◆ Data shown:

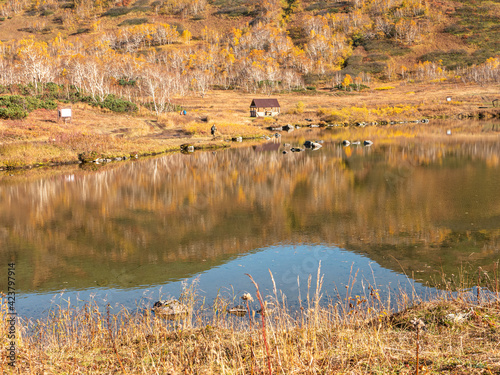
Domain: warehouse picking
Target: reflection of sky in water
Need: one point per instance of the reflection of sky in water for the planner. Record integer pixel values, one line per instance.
(285, 262)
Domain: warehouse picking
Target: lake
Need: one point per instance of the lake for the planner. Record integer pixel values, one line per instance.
(408, 215)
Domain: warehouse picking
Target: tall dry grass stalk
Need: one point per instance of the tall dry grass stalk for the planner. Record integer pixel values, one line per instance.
(358, 334)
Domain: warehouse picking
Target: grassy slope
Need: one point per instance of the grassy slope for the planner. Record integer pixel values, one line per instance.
(461, 33)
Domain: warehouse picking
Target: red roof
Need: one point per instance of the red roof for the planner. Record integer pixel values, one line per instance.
(264, 103)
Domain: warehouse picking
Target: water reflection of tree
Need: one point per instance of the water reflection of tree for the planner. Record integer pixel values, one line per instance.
(427, 207)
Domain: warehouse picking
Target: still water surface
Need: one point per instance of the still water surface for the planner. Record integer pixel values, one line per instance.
(399, 214)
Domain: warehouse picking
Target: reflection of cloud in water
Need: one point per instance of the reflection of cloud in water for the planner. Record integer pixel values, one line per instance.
(287, 263)
(152, 222)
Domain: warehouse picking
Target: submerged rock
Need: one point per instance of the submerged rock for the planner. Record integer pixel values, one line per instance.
(238, 310)
(170, 309)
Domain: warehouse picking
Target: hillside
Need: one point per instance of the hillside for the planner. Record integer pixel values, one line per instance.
(127, 68)
(311, 40)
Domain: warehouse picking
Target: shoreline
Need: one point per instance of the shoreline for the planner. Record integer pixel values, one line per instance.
(451, 333)
(99, 134)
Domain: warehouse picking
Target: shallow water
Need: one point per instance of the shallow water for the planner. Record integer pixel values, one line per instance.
(401, 215)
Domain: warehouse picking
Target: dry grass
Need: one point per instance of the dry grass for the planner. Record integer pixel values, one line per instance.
(356, 335)
(40, 139)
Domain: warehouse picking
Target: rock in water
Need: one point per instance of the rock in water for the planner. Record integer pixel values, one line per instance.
(238, 310)
(170, 309)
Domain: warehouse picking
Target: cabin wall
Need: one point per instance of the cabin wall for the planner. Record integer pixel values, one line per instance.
(264, 112)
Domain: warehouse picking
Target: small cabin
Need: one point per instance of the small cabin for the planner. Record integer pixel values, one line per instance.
(264, 107)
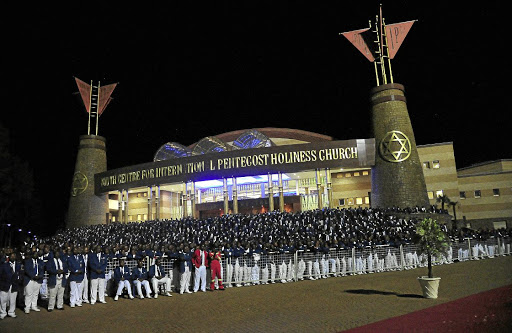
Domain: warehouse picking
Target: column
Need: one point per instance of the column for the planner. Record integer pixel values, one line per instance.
(328, 181)
(226, 195)
(319, 188)
(150, 203)
(270, 194)
(281, 193)
(235, 197)
(126, 220)
(184, 202)
(193, 198)
(157, 200)
(120, 206)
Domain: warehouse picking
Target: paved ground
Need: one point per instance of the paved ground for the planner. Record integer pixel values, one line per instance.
(328, 305)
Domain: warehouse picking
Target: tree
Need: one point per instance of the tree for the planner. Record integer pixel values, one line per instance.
(431, 239)
(444, 200)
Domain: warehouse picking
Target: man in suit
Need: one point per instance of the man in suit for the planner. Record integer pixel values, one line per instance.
(57, 269)
(122, 278)
(34, 270)
(158, 277)
(10, 281)
(85, 283)
(76, 269)
(185, 259)
(140, 278)
(97, 268)
(200, 261)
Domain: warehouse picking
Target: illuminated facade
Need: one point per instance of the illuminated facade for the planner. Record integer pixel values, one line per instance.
(310, 188)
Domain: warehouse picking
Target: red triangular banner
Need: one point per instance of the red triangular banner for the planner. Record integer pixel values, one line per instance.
(395, 35)
(357, 39)
(104, 97)
(85, 92)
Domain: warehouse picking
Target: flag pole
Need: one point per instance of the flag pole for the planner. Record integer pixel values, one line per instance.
(89, 111)
(97, 108)
(387, 50)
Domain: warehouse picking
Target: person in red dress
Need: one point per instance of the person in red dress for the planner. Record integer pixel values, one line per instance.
(215, 258)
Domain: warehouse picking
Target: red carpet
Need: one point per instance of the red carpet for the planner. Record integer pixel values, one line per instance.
(490, 311)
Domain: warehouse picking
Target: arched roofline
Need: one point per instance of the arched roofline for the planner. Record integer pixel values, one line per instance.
(275, 132)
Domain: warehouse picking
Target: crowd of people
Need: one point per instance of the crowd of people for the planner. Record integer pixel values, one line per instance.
(75, 260)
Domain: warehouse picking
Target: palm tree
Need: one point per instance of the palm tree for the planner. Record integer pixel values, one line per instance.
(443, 199)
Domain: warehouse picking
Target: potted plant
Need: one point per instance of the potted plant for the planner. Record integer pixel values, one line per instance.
(432, 241)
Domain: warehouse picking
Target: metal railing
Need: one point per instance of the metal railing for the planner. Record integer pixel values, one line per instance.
(294, 266)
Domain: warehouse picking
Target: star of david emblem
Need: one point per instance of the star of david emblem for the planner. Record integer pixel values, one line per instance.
(395, 147)
(80, 183)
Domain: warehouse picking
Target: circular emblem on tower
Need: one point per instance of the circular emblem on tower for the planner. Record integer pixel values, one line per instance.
(80, 183)
(395, 147)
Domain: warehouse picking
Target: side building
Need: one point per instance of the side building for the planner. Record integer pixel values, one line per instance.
(480, 196)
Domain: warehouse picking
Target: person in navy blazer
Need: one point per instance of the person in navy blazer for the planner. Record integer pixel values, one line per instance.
(140, 278)
(76, 267)
(122, 278)
(98, 262)
(57, 268)
(34, 272)
(185, 259)
(10, 281)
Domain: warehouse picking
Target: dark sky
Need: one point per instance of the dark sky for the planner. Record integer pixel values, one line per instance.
(189, 72)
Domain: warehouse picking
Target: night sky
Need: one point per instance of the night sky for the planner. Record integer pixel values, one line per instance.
(189, 72)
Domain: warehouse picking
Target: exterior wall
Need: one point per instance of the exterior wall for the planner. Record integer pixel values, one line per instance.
(439, 169)
(351, 188)
(494, 202)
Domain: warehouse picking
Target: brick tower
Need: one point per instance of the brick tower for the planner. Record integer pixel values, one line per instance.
(86, 208)
(397, 176)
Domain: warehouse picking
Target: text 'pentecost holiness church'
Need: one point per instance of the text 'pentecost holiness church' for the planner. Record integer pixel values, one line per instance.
(265, 169)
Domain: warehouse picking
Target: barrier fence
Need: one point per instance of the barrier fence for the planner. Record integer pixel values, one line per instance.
(294, 266)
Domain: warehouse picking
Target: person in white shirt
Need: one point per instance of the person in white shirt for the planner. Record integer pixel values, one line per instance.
(85, 282)
(157, 276)
(57, 270)
(123, 276)
(140, 278)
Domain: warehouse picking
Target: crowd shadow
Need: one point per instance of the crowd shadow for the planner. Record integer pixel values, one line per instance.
(380, 292)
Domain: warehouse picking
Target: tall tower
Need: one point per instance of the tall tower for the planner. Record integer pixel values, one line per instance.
(86, 208)
(397, 176)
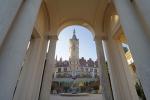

◆ Exercise details: Which lines in the data above contain the string "dress"? Pull out each of them.

◆ Exercise solution:
Target: person in red dress
Need: one point per instance of the person in red dress for the planner. Record integer pixel values, one line per instance.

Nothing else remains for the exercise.